- [WRITTEN EXERCISE 1] In the records below, replace "snow-covered field" with "grassy meadow" and reproduce them with everything else left as is.

- [DOCUMENT TEXT]
%%

I know it is possible to do... but I am not sure how to go about the whole thing. Here's the scenario. I run a lab. Lots of PCs. As time goes by, the older ones dont have the memory or disk space to run more modern apps. But I want to put them to use...

What I am trying to do, and have started, is the following: 1. Install Linux on a bunch of them, make a share on each of these. I've already installed FreeNAS on four machines. (Let's call these machines ClientA, ClientB, ClientC, and ClientD). And have made all the available diskspace

2. Install Linux on a fifth machine (call this Machine1) , and on this machine combine over-the-network all the shares from ClientA, ClientB, ClientC, and ClientD into one large "virtual" directory on Machine1. I know this is do-able, but what I hope to have is the total disk space from all the machines in step 1 to be combined for the purposes of saving files. Not sure which file system to use. For example, if all the other four machines have 2GB of space each, I want to be able to be able to save a 7GB file.

%%

- [WRITTEN EXERCISE 2] List every name that the post about pooling old lab PCs' disk space assigns to a machine.

- [RECORDS]

%%

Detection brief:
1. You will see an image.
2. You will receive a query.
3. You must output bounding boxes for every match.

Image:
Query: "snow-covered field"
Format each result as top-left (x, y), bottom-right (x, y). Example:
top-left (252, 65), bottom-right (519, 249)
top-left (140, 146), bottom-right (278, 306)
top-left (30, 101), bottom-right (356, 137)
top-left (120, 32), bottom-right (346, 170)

%%

- [CORRECT RESPONSE 1]
Detection brief:
1. You will see an image.
2. You will receive a query.
3. You must output bounding boxes for every match.

Image:
Query: "grassy meadow"
Format each result as top-left (x, y), bottom-right (x, y). Example:
top-left (252, 65), bottom-right (519, 249)
top-left (140, 146), bottom-right (278, 306)
top-left (30, 101), bottom-right (356, 137)
top-left (120, 32), bottom-right (346, 170)

- [CORRECT RESPONSE 2] ClientA, ClientB, ClientC, ClientD, Machine1